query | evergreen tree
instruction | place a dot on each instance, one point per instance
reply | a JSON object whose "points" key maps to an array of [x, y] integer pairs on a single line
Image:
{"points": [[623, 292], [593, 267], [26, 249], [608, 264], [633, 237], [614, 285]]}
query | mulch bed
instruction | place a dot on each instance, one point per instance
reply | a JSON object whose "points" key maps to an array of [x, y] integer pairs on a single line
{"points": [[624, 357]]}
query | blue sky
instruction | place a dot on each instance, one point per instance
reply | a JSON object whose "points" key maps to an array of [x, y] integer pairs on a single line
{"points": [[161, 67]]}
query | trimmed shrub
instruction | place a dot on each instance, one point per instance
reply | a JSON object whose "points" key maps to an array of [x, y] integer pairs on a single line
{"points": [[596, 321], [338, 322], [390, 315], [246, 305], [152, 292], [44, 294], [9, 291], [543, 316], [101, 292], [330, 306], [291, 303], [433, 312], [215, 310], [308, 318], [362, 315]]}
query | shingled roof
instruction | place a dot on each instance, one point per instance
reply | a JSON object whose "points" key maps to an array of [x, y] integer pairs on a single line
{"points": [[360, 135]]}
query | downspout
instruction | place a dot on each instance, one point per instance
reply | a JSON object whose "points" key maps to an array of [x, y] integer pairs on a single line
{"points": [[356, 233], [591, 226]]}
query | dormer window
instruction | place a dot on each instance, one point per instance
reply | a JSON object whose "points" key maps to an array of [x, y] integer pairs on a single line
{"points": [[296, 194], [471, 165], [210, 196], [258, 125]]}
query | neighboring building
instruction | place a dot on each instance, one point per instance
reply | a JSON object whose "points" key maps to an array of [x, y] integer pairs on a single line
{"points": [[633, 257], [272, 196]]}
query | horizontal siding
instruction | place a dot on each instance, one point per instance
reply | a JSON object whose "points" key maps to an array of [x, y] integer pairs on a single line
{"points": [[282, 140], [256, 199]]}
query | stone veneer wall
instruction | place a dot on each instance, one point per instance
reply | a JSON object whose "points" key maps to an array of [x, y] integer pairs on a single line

▸ Direction
Reproduce all of the records exactly.

▸ Exercise result
query | evergreen tree
instruction | place a dot on each instance, one point per instance
reply | a JSON object whose "points" key maps to an array of [x, y] integer pairs on a single line
Image:
{"points": [[623, 292], [593, 267], [26, 249], [608, 264], [633, 237], [614, 285]]}
query | mulch bed
instruction | place a dot on each instance, one point per instance
reply | a JSON object whose "points" key maps to an array of [x, y] integer pairs on a single line
{"points": [[624, 357]]}
query | blue sky
instruction | place a dot on each instance, one point per instance
reply | a JSON object whose "points" key maps to an array of [x, y] integer pairs on a single line
{"points": [[161, 67]]}
query | trimmed shrub
instruction | place a dot on each instance, one point per instance
reply | a JSON object whose "points" key maps to an array of [x, y] integer pairs on a single line
{"points": [[596, 321], [338, 322], [390, 315], [246, 305], [152, 292], [44, 294], [9, 291], [543, 316], [101, 292], [330, 306], [291, 303], [433, 312], [215, 310], [308, 318], [362, 315]]}
query | shingled roof
instruction | place a dot on each instance, one point per instance
reply | a JSON object whose "points" key maps to an array of [x, y] integer pairs on a single line
{"points": [[360, 135]]}
query | downspout
instruction | place a dot on each instance, one point per instance
reply | a JSON object whose "points" key maps to an array of [x, y] integer pairs on a single line
{"points": [[356, 233], [591, 226]]}
query | dormer window
instruction | place a dot on each instance, one point per instance
reply | a JSON object whose "points" key maps to an array of [x, y] integer pairs on a single line
{"points": [[296, 194], [471, 165], [210, 196], [258, 125]]}
query | neighboring building
instruction | place a dot on each instance, one point per instance
reply | a JSON object whose "points" key maps to an array of [x, y] integer pairs on a single line
{"points": [[633, 257], [272, 196]]}
query | horizontal siding
instruction | place a dot on each instance, one point per instance
reply | a JSON object whose "points" key maps to an array of [x, y] integer pairs on a single line
{"points": [[282, 140], [256, 199]]}
query | stone veneer wall
instruction | place a dot on each instance, one point per instance
reply | a JSON object whose "points" key maps to an array of [x, y] integer pairs on a single line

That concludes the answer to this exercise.